··· ENTRIES SUPPLIED
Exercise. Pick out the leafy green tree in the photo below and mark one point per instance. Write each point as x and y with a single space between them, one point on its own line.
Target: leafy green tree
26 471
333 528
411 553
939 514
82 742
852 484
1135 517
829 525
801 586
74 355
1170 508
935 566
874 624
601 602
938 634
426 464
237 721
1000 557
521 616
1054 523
······
Pull out each line of the records above that contains the word "tree", copying those lines in full.

» WRITTEN RESPONSE:
Exercise. Pick out the leafy green tree in the photo below and mark one point per instance. Write each point as x and y with a single space between them, one point on its own line.
Target: leafy green tree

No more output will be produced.